Point labeling dataset excerpts
____

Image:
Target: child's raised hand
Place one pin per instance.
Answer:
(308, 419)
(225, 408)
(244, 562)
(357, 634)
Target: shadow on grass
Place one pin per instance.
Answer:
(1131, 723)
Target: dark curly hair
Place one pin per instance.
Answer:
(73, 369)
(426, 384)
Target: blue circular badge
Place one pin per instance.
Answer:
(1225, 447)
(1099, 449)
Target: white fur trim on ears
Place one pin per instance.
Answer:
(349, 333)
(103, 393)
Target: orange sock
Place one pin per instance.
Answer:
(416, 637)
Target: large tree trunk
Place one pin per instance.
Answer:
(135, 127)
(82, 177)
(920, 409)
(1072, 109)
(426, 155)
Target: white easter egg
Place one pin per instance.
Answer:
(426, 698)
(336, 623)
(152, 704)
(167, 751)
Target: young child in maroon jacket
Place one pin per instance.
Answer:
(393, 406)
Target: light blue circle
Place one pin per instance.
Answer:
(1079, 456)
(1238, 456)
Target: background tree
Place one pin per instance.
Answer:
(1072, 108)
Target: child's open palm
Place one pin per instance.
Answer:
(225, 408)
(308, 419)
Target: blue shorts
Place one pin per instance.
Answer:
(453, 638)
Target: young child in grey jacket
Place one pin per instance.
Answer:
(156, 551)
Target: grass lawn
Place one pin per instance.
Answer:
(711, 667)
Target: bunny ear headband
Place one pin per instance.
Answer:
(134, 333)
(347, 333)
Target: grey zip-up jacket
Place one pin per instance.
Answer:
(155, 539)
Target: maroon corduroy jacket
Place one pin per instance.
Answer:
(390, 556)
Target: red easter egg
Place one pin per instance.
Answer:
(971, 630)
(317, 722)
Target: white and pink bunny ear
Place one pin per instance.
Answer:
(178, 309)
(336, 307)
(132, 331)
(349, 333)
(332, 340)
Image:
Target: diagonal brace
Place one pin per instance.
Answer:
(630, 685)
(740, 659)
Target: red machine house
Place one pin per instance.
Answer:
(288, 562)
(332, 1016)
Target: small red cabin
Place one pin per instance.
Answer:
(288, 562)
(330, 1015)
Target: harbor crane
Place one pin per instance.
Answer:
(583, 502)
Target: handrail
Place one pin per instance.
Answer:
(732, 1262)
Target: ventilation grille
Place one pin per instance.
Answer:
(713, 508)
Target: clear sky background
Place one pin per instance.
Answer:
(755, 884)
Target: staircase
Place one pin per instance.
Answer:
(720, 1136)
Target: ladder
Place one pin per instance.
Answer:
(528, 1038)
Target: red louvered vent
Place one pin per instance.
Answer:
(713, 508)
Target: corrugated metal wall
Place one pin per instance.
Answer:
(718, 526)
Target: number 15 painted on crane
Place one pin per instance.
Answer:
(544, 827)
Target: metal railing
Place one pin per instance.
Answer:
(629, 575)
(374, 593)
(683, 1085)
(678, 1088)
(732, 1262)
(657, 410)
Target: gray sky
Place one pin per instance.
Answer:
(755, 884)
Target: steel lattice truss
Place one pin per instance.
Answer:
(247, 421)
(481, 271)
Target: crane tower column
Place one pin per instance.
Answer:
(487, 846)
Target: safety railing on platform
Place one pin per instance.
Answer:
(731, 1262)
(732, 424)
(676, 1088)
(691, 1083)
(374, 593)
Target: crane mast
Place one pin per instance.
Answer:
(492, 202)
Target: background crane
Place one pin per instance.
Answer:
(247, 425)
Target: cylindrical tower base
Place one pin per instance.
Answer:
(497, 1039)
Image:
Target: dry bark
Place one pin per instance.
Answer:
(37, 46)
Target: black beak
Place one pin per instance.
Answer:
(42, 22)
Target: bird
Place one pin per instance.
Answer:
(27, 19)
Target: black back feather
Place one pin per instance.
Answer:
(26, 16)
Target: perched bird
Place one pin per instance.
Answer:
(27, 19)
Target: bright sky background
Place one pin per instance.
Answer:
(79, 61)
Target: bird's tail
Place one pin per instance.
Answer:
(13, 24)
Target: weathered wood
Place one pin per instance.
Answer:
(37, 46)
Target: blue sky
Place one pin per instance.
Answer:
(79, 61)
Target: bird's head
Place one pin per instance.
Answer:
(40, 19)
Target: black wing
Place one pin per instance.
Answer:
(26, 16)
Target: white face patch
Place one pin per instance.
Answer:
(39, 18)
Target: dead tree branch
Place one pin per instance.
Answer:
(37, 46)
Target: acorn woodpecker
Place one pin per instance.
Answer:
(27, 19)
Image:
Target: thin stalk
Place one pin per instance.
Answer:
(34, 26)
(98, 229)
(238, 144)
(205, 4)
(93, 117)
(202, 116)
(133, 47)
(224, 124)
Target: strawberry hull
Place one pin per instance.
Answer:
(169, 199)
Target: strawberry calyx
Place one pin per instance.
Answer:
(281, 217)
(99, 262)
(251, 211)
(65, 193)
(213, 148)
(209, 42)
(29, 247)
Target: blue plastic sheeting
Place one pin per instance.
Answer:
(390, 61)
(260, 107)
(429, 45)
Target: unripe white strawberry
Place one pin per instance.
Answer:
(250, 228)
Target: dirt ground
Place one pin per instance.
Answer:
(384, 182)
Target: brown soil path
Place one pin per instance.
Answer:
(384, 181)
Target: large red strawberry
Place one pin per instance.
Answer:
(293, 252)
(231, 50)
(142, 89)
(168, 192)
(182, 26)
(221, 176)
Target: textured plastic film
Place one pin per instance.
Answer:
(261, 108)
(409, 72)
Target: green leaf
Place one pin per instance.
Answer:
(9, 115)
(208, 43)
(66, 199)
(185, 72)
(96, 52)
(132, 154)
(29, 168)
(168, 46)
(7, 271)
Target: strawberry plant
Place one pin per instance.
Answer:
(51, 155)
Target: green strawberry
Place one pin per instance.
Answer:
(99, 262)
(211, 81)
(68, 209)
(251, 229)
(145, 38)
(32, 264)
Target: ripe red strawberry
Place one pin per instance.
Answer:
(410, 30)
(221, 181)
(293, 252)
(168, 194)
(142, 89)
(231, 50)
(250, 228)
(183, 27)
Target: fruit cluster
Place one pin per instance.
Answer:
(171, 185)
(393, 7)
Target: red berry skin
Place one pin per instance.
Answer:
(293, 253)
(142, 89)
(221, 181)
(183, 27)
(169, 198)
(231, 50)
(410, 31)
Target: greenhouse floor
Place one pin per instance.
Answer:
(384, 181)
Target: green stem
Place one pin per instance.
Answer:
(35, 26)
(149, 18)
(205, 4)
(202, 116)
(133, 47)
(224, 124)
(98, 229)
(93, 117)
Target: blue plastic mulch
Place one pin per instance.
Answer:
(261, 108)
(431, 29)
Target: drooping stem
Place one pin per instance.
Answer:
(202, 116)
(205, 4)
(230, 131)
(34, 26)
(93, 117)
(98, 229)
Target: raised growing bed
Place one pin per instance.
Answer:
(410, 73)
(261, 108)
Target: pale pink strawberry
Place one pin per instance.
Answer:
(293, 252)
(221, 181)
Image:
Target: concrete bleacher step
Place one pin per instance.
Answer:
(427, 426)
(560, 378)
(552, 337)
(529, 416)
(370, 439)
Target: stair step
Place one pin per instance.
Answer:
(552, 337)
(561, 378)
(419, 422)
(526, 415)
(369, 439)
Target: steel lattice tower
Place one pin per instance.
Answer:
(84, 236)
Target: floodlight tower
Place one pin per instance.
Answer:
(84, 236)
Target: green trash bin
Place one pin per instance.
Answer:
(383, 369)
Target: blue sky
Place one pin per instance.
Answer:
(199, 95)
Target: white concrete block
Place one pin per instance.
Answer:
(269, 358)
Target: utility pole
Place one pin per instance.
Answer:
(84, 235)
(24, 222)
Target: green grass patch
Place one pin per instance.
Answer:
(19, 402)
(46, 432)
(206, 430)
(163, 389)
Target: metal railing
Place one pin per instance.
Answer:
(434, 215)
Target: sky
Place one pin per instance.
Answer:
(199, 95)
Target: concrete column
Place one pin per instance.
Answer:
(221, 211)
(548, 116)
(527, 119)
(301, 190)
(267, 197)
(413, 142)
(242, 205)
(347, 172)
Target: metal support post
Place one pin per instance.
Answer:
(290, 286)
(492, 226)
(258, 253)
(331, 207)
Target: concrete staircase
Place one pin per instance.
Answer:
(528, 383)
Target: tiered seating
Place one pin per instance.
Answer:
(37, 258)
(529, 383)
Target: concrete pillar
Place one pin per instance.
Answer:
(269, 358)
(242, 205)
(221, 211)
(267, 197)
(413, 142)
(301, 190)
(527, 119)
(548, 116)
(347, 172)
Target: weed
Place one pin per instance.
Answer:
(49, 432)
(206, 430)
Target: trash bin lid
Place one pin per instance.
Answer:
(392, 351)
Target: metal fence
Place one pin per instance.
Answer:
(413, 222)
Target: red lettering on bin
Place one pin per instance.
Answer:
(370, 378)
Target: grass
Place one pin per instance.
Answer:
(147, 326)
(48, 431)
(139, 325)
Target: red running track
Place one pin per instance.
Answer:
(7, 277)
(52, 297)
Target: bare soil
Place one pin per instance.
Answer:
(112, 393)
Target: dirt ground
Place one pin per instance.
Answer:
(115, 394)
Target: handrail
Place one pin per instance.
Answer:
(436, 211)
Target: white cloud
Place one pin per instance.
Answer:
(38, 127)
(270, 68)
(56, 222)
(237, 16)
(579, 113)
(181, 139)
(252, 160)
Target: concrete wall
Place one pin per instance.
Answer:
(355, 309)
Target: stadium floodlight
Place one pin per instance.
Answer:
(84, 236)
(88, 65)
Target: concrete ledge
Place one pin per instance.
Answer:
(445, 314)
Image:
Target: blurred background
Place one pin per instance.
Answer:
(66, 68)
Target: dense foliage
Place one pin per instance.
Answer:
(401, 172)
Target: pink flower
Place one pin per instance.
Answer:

____

- [The problem]:
Everything from the line with "Target: white cloud" to the end of the listing above needs to be duplicated exactly, both end lines included, with nothing more.

- [Full output]:
Target: white cloud
Place one pin per instance.
Answer:
(38, 127)
(270, 68)
(56, 222)
(237, 16)
(579, 113)
(181, 139)
(252, 160)
Target: concrete wall
Place one pin per instance.
Answer:
(355, 309)
Target: stadium floodlight
Place one pin per instance.
Answer:
(84, 236)
(88, 65)
Target: concrete ledge
Place one pin per instance.
Answer:
(445, 314)
Image:
Target: blurred background
Place one pin per instance.
Answer:
(66, 68)
Target: dense foliage
Place one pin per instance.
Answer:
(401, 172)
Target: pink flower
Place one pin per instance.
Answer:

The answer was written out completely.